• Trecho do texto:
++++++

Trabalho para Mesa Redonda
Uma socialização do Islã em São Tomé e Príncipe?
Marina Berthet (UFF)
Resumo: De acordo com a proposta da Mesa, me propõe a apresentar uma reflexão inicial sobre a liderança afro muçulmana em São Tomé e Príncipe. Trata-se de uma liderança que se constituiu logo depois da independência e ao longo das últimas décadas. É notável que os líderes das duas principais comunidades muçulmanas do país se preocupem com a formação, discussão e acolhimento da comunidade muçulmana. Além disso parte da população não muçulmana é incluída nos programas e ações marcantes do cotidiano como distribuição de refeições durante o ramadã, intervenções de uma ONG, ajuda para construir casas. Procuro identificar e problematizar as formas de interações, os atributos acionados pelos líderes para estabelecer pontos de diálogo entre a população muçulmana, em devir muçulmana ou não muçulmana. A busca por uma legitimidade religiosa, social e política se faz gritante e é nuançada ao comparar as duas comunidades. Com base em uso de um vídeo realizado para acompanhar a liderança Ahmadiyya na ilha de São Tomé e Príncipe e entrevistas realizadas com o Imam sunita, procuro lançar mão de uma ballade etnográfica de experiências intersubjetivas afro-muçulmanas recentes, que se entrelaçam com várias pessoas, agentes sociais ou estatais.

++++++

• Amostra de dados:
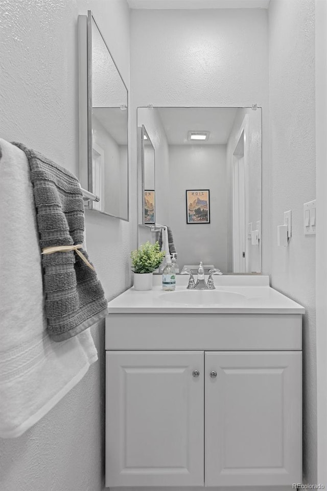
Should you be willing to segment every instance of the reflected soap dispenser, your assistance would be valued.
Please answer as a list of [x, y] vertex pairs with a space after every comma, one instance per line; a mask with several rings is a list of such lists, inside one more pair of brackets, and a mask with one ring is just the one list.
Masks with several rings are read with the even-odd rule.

++++++

• Enunciado: De acordo com o resumo sobre o Islã em São Tomé e Príncipe, quando se constituiu a liderança afro-muçulmana do país?

• Resultado do exercício: Logo depois da independência e ao longo das últimas décadas.